[Source text]
As we've just seen, a common solution to the jump target issue is "backpatching": maintaining a list of "jumps to be completed" and fill the target into the generated code as soon as you know the actual target. The TM virtual machine supports a simple form of backpatching: numbered assembly language statements. Our compiler can generate target code statements out of order!
Let's see how that might look in our exercise code. After we
compute n - 10, we are ready to generate a jump:
IF_NOT t3 GOTO label1 6: JGE 3,???(7)
We know that the jump occurs in Instruction 6 of the program
and that it goes to label1, but we don't know what
line of code label1 corresponds to yet. So we save
what we know in a data structure:
jumps_to_complete = [ (6, label1, (JGE 3)) ]
and proceed.
Next, we generate code for the assignment statement and are ready to generate a jump:
t4 := 1 7: LDC 4,1(0)
8: ST 4,10(5)
GOTO label2 9: LDA 7,???(7)
Again, we know the number of the jump instruction, 9, and the
target, label2, but we don't know the line number
for the label yet. So we save what we know:
jumps_to_complete = [ (6, label1, (JGE 3)), (9, label2, unconditional) ]
and proceed.

[Listed entries]
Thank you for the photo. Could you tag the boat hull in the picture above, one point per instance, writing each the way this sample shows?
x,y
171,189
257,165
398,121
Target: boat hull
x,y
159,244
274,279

[Short problem] Reproduce the backpatching text above word for word, everything from "Let's see how" down to "7: LDC 4,1(0)".

[Solution below]
Let's see how that might look in our exercise code. After we
compute n - 10, we are ready to generate a jump:
IF_NOT t3 GOTO label1 6: JGE 3,???(7)
We know that the jump occurs in Instruction 6 of the program
and that it goes to label1, but we don't know what
line of code label1 corresponds to yet. So we save
what we know in a data structure:
jumps_to_complete = [ (6, label1, (JGE 3)) ]
and proceed.
Next, we generate code for the assignment statement and are ready to generate a jump:
t4 := 1 7: LDC 4,1(0)